BEGIN Excerpt
By Melanie Zanona, CQ Roll Call

February 25, 2016 -- Officials for the Centers for Medicare and Medicaid Services (CMS) told House lawmakers it's too early to predict how much money may be recovered from failed nonprofit insurance cooperatives (CO-OPs) that sprung from the 2010 health care overhaul but assured lawmakers that the agency intends to use all available tools to recoup the losses.

More than $1 billion was loaned to the 13 of 24 CO-OPs that were funded by the health law and later failed. CMS Chief Operating Officer and Chief of Staff Mandy Cohen said the agency is currently working through the process of recovering the taxpayer money.

"The co-ops that wound down at the end of last year are now going through a process of doing their claims run out, understanding what revenue has come in. Some of them are taking action with their vendors," Cohen said at a House Oversight and Government Reform Subcommittee on Health Care, Benefits, and Administrative Rules hearing Thursday. "We go through a process based on the loan agreements and the state law to use all of the tools at our disposal to get the funding back."

But when pressed by lawmakers, she was unable to estimate how much money or what percentage will likely be recouped. "It's a case by case basis," Cohen said. "It's too early to speculate...but certainly as much as we can."

The CO-OPs were meant to lower prices in the health insurance market by challenging the dominance of giants in the industry. Their struggles have been blasted by Republicans as proof that the health care law is not working.

"We can pretend Obamacare is popular, but it's not," said Scott DesJarlais, R-Tenn. "Today's hearing is a great example of one of the reasons it's failing."

Democrats, meanwhile, have largely pinned the failures on repeated obstacles from Congress. Funding for the co-op program was dramatically whittled from the $6 billion initially designated for the program, and restrictions were put in place that led to the shortfall in so-called risk corridor payments designed to limit insurers' losses, Democrats say.

"Congress has gutted about $4 billion of the $6 billion originally appropriated for the program, and now we're here to criticize how they did after we cut their legs off at the knees," said Pennsylvania Democrat Matt Cartwright, ranking member on the subcommittee. "This is getting tiresome."

However, DesJarlais shot back that there were originally supposed to be CO-OPs in every state, "so we did save the taxpayer a fair amount of money by cutting that."
END Excerpt
BEGIN Supplied information
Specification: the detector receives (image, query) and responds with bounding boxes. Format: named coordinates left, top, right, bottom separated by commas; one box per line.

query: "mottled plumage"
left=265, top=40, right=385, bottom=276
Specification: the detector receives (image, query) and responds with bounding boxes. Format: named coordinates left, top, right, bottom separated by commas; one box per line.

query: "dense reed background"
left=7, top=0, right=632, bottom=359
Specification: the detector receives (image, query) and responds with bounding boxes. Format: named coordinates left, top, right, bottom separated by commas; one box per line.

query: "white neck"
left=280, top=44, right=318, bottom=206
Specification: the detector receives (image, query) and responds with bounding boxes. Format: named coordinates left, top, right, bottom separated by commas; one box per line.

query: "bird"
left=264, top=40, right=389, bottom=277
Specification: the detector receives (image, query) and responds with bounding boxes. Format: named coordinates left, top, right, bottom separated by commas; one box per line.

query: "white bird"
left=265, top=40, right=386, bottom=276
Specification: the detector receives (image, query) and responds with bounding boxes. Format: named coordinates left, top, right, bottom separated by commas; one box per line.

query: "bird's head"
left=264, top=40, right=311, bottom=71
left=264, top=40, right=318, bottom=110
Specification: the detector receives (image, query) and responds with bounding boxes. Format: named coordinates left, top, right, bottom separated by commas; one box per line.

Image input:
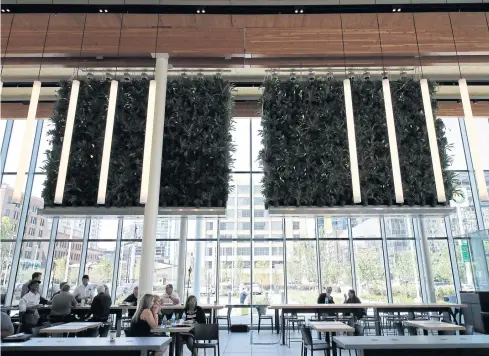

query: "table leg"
left=280, top=309, right=285, bottom=345
left=331, top=333, right=338, bottom=356
left=374, top=308, right=381, bottom=336
left=275, top=309, right=280, bottom=334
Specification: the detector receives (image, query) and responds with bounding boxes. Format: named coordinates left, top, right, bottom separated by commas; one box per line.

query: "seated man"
left=0, top=312, right=14, bottom=338
left=89, top=285, right=112, bottom=337
left=49, top=284, right=78, bottom=323
left=19, top=280, right=49, bottom=334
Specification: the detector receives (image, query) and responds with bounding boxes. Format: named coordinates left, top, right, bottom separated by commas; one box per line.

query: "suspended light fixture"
left=12, top=14, right=51, bottom=204
left=448, top=13, right=489, bottom=201
left=340, top=14, right=362, bottom=204
left=97, top=14, right=124, bottom=205
left=411, top=4, right=447, bottom=203
left=139, top=12, right=160, bottom=204
left=54, top=14, right=90, bottom=204
left=376, top=13, right=404, bottom=204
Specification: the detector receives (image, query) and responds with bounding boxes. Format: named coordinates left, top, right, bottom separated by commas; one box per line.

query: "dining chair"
left=300, top=325, right=331, bottom=356
left=188, top=324, right=221, bottom=356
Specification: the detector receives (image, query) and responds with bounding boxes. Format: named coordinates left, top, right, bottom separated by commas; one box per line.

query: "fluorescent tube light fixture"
left=343, top=79, right=362, bottom=203
left=97, top=80, right=119, bottom=204
left=420, top=79, right=446, bottom=203
left=12, top=80, right=41, bottom=204
left=54, top=80, right=80, bottom=204
left=458, top=79, right=489, bottom=201
left=139, top=80, right=156, bottom=204
left=382, top=79, right=404, bottom=203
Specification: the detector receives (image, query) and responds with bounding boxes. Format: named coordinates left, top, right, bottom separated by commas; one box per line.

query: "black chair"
left=460, top=325, right=474, bottom=335
left=216, top=306, right=233, bottom=332
left=394, top=323, right=405, bottom=336
left=188, top=324, right=221, bottom=356
left=256, top=306, right=273, bottom=334
left=438, top=330, right=457, bottom=335
left=301, top=325, right=330, bottom=356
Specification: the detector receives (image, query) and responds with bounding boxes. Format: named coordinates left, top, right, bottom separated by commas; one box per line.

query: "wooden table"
left=151, top=325, right=194, bottom=356
left=268, top=303, right=466, bottom=344
left=39, top=322, right=103, bottom=334
left=403, top=320, right=465, bottom=335
left=1, top=337, right=171, bottom=356
left=333, top=335, right=489, bottom=356
left=309, top=321, right=355, bottom=356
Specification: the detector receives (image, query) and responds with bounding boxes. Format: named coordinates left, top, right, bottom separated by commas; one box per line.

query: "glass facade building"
left=0, top=117, right=489, bottom=323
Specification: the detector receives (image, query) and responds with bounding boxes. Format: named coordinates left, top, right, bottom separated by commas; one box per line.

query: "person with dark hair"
left=180, top=295, right=205, bottom=356
left=19, top=280, right=49, bottom=333
left=73, top=274, right=92, bottom=302
left=344, top=289, right=366, bottom=319
left=20, top=272, right=42, bottom=298
left=318, top=287, right=334, bottom=304
left=49, top=283, right=78, bottom=323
END Supplied information
Task description
Please summarize the article on the failed CO-OPs in two sentences.

Answer space
CMS officials told House lawmakers that the agency will use all available tools to recover the more than $1 billion loaned to the 13 failed health-law CO-OPs, though Chief Operating Officer Mandy Cohen said it was too early to estimate how much would be recouped. Republicans called the failures proof that the health care law is not working, while Democrats blamed Congress for cutting about $4 billion of the program's original $6 billion and for restrictions that led to a shortfall in risk corridor payments.